**TAREFA 1**
No texto sobre a campanha de Scholz e do SPD, que nomes encontram os eleitores nos boletins de voto?
**TAREFA 2**
Prossegue o texto sobre a campanha de Scholz e do SPD a partir da última frase.

**TEXTO PARA ANÁLISE**

========================================================================

A estratégia até às eleições e a capacidade de resistência do “Scholzomat”
Com a campanha eleitoral a avançar e os adversários a correrem atrás do prejuízo, os ataques a Scholz e ao SPD, particularmente, vão começar a intensificar-se. O politólogo Uwe Jun antevê que os sociais-democratas vão continuar unidos em torno de Scholz, centralizando a campanha no candidato e não no partido, apesar de nos boletins de voto os eleitores encontrarem o nome dos partidos e não os dos candidatos a chanceler.
“O SPD tem de fazer tudo para dar a ideia aos eleitores alemães que eles têm de decidir entre candidatos, porque o partido tem o candidato mais popular. Mas, por outro lado, os seus adversários tentam mudar essa imagem e enfatizar que os temas e os partidos são mais importantes. Isso é um problema para Scholz, porque o SPD, enquanto partido, não é muito popular”, justifica Uwe Jun.

========================================================================

Excertos de dados
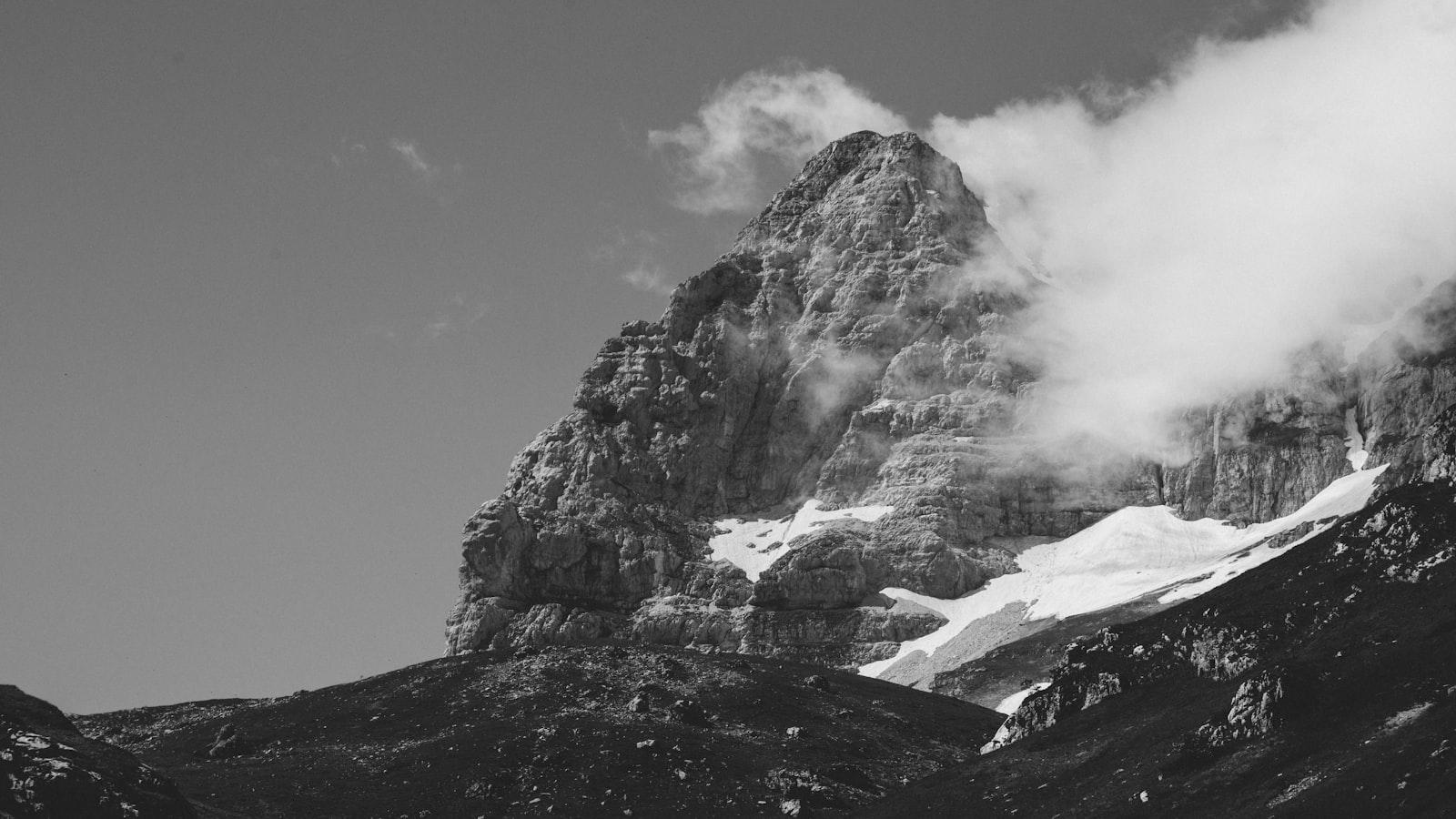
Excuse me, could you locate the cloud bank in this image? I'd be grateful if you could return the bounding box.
[648,70,908,213]
[652,0,1456,458]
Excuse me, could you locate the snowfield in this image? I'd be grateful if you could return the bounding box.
[859,466,1386,676]
[708,499,895,583]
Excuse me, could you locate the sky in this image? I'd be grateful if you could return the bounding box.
[0,0,1294,713]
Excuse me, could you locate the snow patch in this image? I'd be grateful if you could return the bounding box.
[996,682,1050,715]
[1345,407,1370,472]
[859,466,1386,676]
[708,499,895,581]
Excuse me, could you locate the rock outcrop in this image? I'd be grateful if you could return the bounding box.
[449,133,1152,664]
[447,133,1456,676]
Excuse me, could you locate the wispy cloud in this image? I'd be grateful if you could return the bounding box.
[590,230,675,294]
[389,140,440,182]
[648,68,910,213]
[622,264,675,294]
[651,0,1456,453]
[420,296,490,341]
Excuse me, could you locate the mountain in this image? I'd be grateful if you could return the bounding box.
[447,133,1456,705]
[31,133,1456,817]
[73,645,1002,819]
[0,685,197,819]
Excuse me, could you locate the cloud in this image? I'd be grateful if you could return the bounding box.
[648,68,908,213]
[329,140,369,167]
[929,0,1456,451]
[652,0,1456,458]
[389,140,440,182]
[622,264,675,294]
[420,296,490,341]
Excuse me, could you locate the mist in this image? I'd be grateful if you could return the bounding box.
[652,0,1456,459]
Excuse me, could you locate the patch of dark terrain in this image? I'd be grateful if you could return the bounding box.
[0,685,197,819]
[930,592,1170,708]
[77,644,1002,817]
[856,482,1456,817]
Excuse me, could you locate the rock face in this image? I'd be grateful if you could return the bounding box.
[447,133,1456,676]
[449,133,1152,664]
[856,471,1456,817]
[0,685,197,819]
[76,644,1000,819]
[996,407,1456,746]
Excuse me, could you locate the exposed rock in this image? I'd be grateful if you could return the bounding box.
[449,133,1152,663]
[76,644,1000,819]
[447,133,1456,679]
[1196,669,1289,749]
[0,685,197,819]
[207,723,248,759]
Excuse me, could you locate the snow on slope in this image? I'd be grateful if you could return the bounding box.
[708,500,895,581]
[859,466,1386,676]
[996,682,1050,715]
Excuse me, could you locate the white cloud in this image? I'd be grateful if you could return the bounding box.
[651,0,1456,455]
[389,140,440,182]
[622,264,675,294]
[648,70,908,213]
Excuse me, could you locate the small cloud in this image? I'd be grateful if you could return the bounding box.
[622,264,674,294]
[329,138,369,167]
[389,140,440,182]
[388,138,464,206]
[420,296,490,341]
[646,67,908,213]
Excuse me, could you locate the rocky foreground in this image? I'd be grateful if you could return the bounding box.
[77,645,1003,817]
[0,685,197,819]
[859,480,1456,819]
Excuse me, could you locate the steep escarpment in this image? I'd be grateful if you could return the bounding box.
[449,126,1456,682]
[450,133,1150,664]
[0,685,197,819]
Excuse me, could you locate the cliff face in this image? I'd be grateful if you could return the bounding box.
[449,133,1456,672]
[0,685,197,819]
[449,133,1150,664]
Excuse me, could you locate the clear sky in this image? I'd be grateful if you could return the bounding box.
[0,0,1290,713]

========================================================================

**RESPOSTA ESCRITA 1**
Encontram os nomes dos partidos, e não os dos candidatos a chanceler.

**RESPOSTA ESCRITA 2**
Até agora, Scholz tem feito esta estratégia resultar e nos dois primeiros debates com Laschet e Baerbock não só passou no teste como, de acordo com as sondagens, foi declarado vencedor em ambos. No debate do passado domingo, de resto, o candidato do SPD a chanceler mostrou-se um pouco mais emotivo, respondendo com alguma indignação aos ataques feitos pelo candidato da CDU, que usou como arma as buscas da semana passada por parte das autoridades ao ministério das Finanças, no âmbito de uma investigação que recai sobre a unidade de inteligência financeira, suspeita de ignorar denúncias sobre lavagem de dinheiro.
Eleições Alemanha. Olaf Scholz declarado vencedor do último debate
Scholz retaliou e acusou o adversário de “desonestidade”, sublinhando que a investigação em curso não recai sobre si ou sobre o ministério das Finanças como um todo. E a estratégia de defesa parece ter sido eficaz, tal como já tinha sido com o caso Wirecard, quando Scholz rejeitou qualquer responsabilidade num escândalo, no ano passado — quando a gigante empresa de pagamentos alemã foi à falência, o que levou a críticas à supervisão feita pelo governo alemão.
Mas, tanto num caso como noutro, Scholz parece ter passado incólume aos olhos de parte significativa do eleitorado, como mostrou a sondagem lançada esta terça-feira pelo Instituto Forsa — em linha com as sondagens dos últimos dias —, que mantém o SPD com 25% das intenções de voto (a mesma percentagem de há uma semana), seguindo-se a CDU com 21% e os Verdes com 17%. O estilo de Scholz, que poderia ser visto como uma fragilidade, revela-se cada vez mais um fator decisivo.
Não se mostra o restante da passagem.